What you will do: Each line of the data that includes the string "wheel" is to be copied out.

Data to examine:
————————

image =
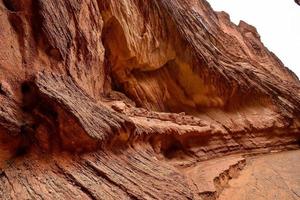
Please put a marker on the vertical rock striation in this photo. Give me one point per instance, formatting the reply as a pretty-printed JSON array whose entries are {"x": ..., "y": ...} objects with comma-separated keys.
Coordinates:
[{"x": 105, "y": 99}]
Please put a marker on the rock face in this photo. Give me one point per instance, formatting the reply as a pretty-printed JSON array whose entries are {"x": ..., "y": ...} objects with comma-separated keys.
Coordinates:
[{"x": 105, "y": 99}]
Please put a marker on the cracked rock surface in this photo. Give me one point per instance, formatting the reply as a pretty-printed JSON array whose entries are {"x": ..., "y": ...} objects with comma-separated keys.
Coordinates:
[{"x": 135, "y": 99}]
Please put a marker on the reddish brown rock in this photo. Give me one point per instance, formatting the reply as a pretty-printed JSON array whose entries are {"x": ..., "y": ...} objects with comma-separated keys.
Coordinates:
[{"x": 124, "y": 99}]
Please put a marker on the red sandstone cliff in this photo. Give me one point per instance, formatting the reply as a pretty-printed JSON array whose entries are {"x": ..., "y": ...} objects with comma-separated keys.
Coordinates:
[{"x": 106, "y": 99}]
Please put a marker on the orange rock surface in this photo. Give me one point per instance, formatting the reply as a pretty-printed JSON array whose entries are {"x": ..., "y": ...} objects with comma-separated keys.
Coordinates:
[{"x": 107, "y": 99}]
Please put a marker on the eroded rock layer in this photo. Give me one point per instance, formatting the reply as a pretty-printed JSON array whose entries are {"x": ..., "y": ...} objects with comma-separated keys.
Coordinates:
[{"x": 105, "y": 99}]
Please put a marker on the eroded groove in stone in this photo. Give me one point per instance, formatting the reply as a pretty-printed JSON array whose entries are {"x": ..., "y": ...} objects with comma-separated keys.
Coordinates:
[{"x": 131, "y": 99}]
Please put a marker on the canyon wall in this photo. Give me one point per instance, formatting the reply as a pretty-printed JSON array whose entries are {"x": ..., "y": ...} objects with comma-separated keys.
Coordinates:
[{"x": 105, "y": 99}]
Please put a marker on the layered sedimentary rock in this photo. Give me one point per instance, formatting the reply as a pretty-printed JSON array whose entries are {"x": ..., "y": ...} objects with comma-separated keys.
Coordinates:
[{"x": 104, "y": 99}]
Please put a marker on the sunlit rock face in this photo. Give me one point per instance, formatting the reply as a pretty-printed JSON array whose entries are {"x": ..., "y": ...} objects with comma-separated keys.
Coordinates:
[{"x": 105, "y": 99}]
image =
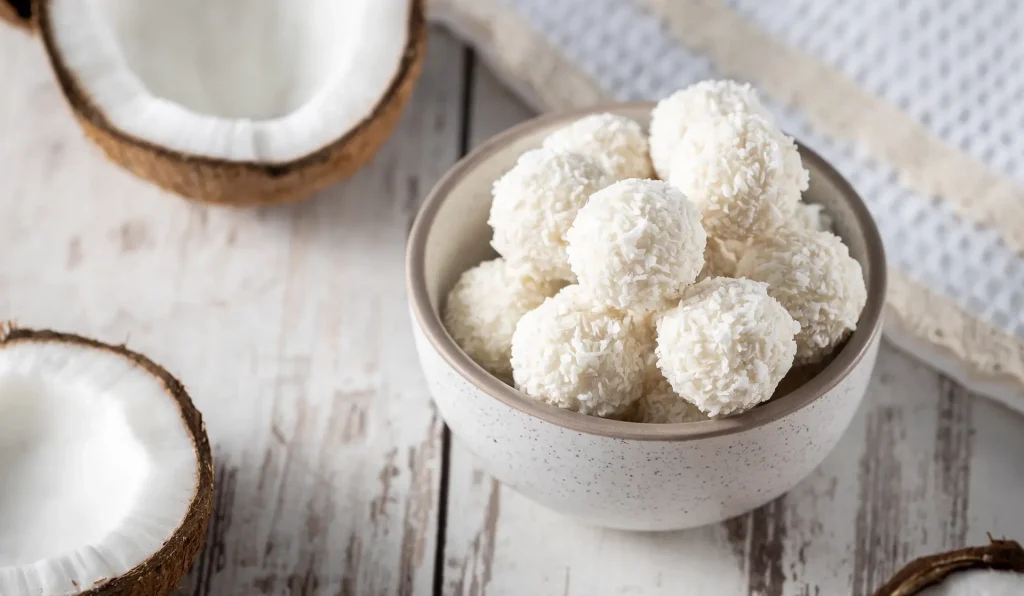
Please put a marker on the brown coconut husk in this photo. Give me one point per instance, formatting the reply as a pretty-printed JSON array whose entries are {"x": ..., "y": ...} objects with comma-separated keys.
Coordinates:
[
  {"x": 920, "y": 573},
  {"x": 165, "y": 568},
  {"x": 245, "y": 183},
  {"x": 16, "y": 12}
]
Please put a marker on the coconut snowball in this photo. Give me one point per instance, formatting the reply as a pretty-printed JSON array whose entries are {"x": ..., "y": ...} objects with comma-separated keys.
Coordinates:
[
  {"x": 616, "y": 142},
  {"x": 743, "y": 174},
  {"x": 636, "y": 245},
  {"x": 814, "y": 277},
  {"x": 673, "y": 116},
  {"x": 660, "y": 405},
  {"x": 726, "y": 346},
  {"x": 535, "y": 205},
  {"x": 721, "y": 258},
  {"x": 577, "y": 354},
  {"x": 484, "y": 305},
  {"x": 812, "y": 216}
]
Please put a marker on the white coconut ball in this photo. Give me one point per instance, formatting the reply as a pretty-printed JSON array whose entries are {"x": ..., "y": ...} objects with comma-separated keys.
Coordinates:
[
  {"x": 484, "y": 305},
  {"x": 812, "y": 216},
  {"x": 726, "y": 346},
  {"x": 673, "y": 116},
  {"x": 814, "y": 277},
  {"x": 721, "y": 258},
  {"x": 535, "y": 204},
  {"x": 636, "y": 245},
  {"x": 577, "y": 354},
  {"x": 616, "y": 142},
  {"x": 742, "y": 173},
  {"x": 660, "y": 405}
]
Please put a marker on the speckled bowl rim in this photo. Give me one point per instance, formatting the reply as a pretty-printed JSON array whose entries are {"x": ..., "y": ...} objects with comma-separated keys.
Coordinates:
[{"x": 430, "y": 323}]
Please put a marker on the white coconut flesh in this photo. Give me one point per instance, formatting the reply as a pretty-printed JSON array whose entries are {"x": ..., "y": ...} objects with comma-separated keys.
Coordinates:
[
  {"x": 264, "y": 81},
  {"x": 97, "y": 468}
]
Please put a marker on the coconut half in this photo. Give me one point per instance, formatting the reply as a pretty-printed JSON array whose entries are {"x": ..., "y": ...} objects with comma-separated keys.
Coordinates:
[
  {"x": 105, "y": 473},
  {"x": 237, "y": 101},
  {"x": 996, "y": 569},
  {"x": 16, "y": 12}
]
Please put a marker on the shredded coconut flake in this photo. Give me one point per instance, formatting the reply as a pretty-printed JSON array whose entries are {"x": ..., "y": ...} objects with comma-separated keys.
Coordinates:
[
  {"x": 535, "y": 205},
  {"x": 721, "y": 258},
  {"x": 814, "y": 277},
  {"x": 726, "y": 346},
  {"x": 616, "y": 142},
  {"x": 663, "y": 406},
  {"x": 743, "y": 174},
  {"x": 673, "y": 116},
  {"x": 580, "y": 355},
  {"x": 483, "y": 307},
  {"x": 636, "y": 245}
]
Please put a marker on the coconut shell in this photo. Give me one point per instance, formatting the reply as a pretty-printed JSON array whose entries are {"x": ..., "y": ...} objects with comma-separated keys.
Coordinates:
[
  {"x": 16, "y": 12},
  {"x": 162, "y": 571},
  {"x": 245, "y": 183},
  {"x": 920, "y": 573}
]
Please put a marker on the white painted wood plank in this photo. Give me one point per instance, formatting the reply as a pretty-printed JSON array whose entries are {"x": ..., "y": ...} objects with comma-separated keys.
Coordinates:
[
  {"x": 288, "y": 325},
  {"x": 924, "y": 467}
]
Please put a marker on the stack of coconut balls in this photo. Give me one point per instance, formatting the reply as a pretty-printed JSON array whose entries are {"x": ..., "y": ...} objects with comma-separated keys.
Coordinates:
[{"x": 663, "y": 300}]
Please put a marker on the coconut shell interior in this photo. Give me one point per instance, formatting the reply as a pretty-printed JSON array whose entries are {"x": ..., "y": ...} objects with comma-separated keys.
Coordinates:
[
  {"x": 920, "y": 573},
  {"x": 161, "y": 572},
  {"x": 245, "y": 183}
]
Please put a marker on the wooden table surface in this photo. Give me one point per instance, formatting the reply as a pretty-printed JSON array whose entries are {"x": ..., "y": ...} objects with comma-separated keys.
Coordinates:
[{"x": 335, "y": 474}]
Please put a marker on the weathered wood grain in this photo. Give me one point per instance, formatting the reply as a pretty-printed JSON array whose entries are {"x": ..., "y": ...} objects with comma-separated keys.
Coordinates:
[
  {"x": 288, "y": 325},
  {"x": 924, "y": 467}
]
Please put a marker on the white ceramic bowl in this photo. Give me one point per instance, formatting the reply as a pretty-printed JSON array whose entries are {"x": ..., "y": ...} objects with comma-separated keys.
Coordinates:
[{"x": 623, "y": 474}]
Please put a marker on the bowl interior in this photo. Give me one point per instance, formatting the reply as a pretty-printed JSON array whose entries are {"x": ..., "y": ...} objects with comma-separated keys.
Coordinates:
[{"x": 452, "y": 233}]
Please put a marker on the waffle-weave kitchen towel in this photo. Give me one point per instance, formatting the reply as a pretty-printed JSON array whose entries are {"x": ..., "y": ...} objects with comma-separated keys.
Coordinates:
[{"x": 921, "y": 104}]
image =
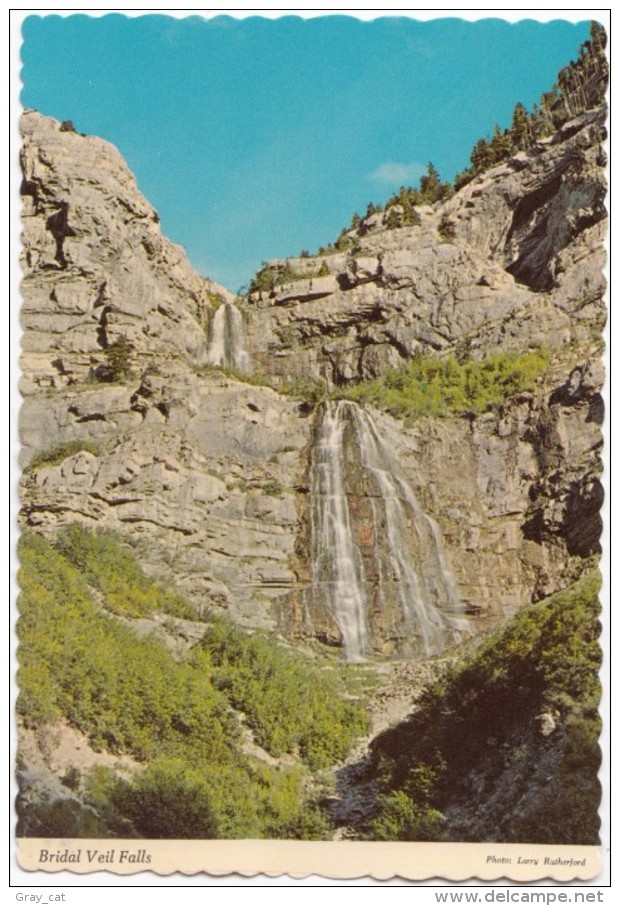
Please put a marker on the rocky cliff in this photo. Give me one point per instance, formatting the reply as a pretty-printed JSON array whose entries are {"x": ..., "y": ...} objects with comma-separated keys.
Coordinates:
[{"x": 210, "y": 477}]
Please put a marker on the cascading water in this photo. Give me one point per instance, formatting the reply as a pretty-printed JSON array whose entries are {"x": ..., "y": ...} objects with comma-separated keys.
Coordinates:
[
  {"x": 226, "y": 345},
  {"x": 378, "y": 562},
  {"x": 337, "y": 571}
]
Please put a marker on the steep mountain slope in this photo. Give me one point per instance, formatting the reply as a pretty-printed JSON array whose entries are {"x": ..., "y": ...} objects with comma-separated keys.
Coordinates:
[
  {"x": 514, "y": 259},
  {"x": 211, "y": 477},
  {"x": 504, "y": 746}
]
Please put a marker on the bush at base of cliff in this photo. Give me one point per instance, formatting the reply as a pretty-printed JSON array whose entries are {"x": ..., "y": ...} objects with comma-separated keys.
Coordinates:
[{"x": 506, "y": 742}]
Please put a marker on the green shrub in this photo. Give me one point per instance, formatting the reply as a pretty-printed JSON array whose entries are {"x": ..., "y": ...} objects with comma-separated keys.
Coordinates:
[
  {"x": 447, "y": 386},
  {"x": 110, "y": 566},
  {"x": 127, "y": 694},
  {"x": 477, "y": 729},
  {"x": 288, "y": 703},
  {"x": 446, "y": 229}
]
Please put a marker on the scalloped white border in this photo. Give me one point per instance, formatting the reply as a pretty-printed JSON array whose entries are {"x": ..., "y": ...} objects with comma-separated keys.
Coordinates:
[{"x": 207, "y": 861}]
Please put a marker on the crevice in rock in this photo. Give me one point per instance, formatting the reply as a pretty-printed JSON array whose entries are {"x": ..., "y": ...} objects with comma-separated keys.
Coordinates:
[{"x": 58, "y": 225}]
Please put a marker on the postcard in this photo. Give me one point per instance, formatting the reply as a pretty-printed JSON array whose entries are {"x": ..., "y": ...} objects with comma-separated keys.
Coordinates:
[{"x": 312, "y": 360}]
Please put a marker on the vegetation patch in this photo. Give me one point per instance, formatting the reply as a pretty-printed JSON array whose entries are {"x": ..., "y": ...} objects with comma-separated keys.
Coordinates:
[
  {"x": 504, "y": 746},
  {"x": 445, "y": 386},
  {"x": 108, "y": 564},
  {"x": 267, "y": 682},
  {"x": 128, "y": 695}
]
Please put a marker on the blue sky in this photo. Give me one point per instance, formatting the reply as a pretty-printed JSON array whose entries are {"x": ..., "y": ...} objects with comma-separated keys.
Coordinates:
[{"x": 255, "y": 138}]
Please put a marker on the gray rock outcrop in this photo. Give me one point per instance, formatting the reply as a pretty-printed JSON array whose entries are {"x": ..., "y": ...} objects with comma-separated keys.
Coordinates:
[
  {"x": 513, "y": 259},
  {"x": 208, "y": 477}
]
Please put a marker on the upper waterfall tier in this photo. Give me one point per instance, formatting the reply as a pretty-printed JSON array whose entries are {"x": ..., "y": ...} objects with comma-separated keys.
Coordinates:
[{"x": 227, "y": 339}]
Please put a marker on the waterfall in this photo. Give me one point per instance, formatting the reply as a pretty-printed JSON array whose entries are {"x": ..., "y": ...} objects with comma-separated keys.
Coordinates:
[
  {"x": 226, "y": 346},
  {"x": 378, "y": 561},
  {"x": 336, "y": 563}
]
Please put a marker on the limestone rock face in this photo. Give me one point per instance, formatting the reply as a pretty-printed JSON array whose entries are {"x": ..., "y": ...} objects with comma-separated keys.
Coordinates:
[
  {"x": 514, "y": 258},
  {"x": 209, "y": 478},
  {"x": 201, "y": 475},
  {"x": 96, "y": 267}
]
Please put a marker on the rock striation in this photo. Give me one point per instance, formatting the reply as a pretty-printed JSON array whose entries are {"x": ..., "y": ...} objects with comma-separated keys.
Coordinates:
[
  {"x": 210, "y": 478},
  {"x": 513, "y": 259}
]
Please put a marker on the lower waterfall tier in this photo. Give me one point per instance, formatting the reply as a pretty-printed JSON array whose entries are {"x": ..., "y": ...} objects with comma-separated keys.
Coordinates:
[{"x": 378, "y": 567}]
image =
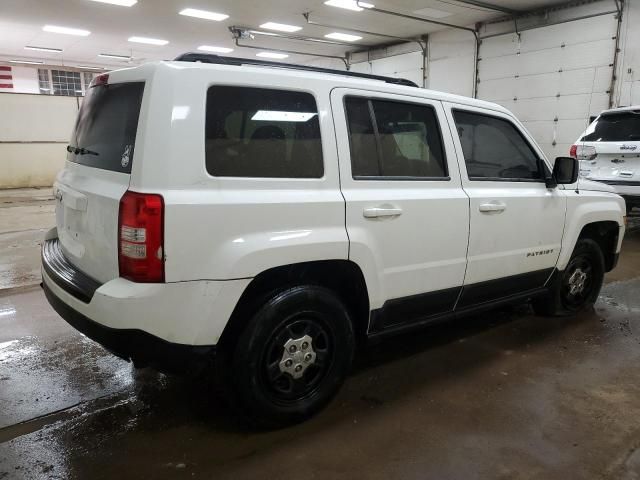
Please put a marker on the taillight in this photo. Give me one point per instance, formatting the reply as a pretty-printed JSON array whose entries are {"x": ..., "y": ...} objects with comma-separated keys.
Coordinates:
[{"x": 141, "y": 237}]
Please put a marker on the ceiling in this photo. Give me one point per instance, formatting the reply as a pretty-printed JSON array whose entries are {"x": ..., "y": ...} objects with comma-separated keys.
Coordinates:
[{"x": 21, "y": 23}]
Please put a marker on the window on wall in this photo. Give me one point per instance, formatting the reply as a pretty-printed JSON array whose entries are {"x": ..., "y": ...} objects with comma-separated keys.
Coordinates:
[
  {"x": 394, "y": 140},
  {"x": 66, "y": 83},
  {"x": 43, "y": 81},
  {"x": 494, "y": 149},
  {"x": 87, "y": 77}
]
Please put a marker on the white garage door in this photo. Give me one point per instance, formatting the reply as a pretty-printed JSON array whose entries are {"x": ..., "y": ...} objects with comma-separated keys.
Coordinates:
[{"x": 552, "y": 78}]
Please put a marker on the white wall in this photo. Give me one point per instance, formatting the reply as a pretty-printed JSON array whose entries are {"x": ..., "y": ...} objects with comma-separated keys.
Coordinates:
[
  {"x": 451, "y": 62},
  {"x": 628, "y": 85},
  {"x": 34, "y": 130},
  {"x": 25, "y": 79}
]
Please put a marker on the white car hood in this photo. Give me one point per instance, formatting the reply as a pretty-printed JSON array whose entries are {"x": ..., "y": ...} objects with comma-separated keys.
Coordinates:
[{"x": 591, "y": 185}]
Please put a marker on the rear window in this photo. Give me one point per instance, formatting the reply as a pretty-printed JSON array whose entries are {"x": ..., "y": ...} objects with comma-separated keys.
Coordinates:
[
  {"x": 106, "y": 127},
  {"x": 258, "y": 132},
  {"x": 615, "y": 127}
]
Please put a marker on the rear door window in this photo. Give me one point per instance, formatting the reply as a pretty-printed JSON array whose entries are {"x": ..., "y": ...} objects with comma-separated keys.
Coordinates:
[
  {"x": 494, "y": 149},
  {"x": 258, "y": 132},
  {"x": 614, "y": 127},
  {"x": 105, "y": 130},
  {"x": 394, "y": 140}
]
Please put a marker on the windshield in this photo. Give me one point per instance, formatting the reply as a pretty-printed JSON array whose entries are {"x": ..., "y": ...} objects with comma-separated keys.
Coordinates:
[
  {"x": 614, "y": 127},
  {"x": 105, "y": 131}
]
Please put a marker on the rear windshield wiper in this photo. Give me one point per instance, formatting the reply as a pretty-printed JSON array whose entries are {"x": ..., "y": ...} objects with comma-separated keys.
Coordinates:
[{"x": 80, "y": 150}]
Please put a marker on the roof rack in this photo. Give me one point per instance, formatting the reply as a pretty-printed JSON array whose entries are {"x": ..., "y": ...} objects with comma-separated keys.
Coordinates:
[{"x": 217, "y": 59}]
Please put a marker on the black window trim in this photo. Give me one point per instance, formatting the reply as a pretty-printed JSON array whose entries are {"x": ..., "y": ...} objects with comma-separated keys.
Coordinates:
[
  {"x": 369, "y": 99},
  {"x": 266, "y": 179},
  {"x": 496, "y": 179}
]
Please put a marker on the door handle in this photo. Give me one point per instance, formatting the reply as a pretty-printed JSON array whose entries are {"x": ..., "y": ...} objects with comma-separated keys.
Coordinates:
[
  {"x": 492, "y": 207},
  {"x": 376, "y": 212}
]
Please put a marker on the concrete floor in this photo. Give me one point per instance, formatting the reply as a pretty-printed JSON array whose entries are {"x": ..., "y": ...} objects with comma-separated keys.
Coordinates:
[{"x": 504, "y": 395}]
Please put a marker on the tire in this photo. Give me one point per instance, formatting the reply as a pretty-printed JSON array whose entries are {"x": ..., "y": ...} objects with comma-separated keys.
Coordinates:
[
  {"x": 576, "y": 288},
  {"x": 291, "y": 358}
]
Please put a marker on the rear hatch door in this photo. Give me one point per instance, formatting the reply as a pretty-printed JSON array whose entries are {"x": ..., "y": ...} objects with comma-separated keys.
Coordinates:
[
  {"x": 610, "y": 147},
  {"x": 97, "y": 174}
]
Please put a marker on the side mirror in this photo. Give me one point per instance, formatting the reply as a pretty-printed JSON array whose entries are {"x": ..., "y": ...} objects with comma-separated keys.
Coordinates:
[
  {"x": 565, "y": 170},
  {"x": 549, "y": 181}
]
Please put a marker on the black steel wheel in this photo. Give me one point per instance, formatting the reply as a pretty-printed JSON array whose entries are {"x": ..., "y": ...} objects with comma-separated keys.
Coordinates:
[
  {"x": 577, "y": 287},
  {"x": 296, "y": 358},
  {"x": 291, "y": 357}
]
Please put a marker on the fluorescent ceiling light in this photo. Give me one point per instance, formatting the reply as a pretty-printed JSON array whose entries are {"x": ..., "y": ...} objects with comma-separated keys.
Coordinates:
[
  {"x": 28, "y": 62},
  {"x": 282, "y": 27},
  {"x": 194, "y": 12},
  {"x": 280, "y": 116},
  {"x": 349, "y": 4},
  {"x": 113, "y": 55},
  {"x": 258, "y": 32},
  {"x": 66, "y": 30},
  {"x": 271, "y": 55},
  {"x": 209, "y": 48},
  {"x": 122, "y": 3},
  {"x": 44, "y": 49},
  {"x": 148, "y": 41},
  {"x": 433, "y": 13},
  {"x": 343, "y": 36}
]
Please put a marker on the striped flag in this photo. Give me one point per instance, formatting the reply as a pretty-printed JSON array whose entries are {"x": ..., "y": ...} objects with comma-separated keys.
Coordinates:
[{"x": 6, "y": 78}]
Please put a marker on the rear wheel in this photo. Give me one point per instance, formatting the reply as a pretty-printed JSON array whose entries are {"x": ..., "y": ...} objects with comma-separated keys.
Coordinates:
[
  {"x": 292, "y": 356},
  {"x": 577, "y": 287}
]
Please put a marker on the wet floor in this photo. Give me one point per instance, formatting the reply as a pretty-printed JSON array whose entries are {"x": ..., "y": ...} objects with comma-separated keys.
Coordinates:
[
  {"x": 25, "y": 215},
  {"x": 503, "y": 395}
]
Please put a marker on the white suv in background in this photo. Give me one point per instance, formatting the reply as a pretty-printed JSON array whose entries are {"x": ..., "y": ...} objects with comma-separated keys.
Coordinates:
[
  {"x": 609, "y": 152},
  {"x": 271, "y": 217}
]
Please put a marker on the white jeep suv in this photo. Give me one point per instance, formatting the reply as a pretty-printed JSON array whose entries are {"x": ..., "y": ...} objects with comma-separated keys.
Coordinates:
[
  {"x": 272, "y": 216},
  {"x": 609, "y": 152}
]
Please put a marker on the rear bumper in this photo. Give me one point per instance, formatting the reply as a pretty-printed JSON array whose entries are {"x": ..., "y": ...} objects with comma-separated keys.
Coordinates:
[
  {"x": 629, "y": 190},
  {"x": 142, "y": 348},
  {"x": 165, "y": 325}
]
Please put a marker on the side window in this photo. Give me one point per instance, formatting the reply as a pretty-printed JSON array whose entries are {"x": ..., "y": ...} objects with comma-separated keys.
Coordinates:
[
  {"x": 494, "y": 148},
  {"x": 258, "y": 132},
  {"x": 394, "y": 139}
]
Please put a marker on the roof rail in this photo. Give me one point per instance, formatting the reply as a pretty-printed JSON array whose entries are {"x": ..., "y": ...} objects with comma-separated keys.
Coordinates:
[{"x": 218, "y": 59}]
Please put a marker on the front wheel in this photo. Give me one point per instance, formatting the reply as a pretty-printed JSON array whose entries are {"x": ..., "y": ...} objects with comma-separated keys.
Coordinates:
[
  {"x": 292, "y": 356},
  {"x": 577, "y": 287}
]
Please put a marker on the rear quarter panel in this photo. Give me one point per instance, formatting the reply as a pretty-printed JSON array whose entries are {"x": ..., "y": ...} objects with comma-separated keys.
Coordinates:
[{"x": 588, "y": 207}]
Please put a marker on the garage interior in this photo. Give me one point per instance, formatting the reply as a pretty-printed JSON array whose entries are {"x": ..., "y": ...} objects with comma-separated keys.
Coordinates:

————————

Task answer:
Please put a marker on the black steel wheel in this photo. Give me one point per instance, formatting the reply as a pretty-printed JSON array whose entries are {"x": ..., "y": ...} objects with comma-separated keys.
Please put a marker on the rear wheel in this photo. Give me one point per instance, formatting the reply as a pretty-printed JSON array whose entries are {"x": ..., "y": ...} objects with comma-separated keys.
Please put a marker on the front wheel in this photo. Give me one point per instance, formatting the reply as a pretty-printed JSON array whose entries are {"x": ..., "y": ...} objects with comma-separated keys.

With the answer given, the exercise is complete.